Tube boost + overdrive running off a 9 volt battery

Started by dano12, December 11, 2007, 07:51:24 PM

Previous topic - Next topic

iccaros

QuoteAnd what does "re-bias" mean? What should I change here? [\quote]
The original design created distortion buy changing the  bias adjustment on the cathode of the first stage. I think its better to A) control gain with a opamp before the first stage, or B) add a pot between the stages and adjust the "gain" or C) A&B

QuoteI am going to a tube amp - but thats why I piut the buffer at the end. Does this not help?
yes, it helps get a consistent signal and loading for the pedal.

Going strait to a tube amp should not need the buffer, and if you raise the gain a lot, you will start over-driving your preamp stage sooner, AKA tubescreamer
if you have a pedal after you may need the buffer as the gain from this pedal may be too much for the following on pedal.
So I am suggesting that if you have  a opamp at the output of the pedal, give your self some way to adjust its gain, so that you may add more or less boost, or control the input from the tube to the opamp to not cause it to overdrive.

If

Dongle

Alright!
I got it!
Thanks again! I will than go for A and B - and adjust the buffer also with a trimpoti...


ayayay!

The people who work for a living are now outnumbered by those who vote for a living.

iccaros


sco01

#2625
Hi!

I have been lurking for a while and this is my first post here. The Valvecaster is my second build in total and my first scratch build and I got it working on the first try. I like the sound in general but I thought it would be fun to add a charge pump to see what would happen. I have built the perfboard design by Rick Holt and it gives just under 80v unloaded: http://www.diystompboxes.com/smfforum/index.php?topic=74729.0
The charge pump works fine but I am not sure about how to hook it up to drive the plates. Here's my idea on how it should be done:




Can you guys let me know if I'm on the right track here? Also, do I need to change the values of R2 (220K) and R3 (100K)? Anything else that needs to be changed?

» Data provided:
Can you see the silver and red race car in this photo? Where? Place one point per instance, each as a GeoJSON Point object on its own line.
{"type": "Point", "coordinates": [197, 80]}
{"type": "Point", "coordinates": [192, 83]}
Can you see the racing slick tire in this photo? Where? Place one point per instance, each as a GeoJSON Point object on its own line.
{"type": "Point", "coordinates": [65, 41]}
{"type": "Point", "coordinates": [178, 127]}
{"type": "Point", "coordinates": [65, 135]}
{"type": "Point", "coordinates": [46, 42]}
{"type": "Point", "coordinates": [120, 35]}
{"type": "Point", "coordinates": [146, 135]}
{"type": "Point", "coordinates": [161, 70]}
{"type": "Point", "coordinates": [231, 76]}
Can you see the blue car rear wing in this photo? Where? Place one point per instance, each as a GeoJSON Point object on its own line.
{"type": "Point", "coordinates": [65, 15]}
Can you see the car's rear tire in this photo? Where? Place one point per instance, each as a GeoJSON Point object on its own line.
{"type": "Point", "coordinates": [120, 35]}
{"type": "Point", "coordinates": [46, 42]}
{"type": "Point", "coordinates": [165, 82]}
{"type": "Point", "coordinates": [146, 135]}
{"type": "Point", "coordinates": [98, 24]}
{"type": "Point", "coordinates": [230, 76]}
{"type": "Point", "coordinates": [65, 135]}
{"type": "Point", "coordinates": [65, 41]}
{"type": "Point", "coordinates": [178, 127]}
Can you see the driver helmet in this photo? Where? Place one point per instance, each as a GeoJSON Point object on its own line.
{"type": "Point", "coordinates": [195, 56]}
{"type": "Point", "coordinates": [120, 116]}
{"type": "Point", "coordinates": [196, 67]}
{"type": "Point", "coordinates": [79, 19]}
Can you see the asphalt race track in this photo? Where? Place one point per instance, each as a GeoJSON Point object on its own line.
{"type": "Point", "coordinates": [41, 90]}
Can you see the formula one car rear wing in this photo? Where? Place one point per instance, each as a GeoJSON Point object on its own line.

» Required task:
From the forum thread on the tube boost pedal, copy out the passage starting with "yes, it helps" and going on through "following on pedal.".

» Reply to the exercise:
yes, it helps get a consistent signal and loading for the pedal.

Going strait to a tube amp should not need the buffer, and if you raise the gain a lot, you will start over-driving your preamp stage sooner, AKA tubescreamer
if you have a pedal after you may need the buffer as the gain from this pedal may be too much for the following on pedal.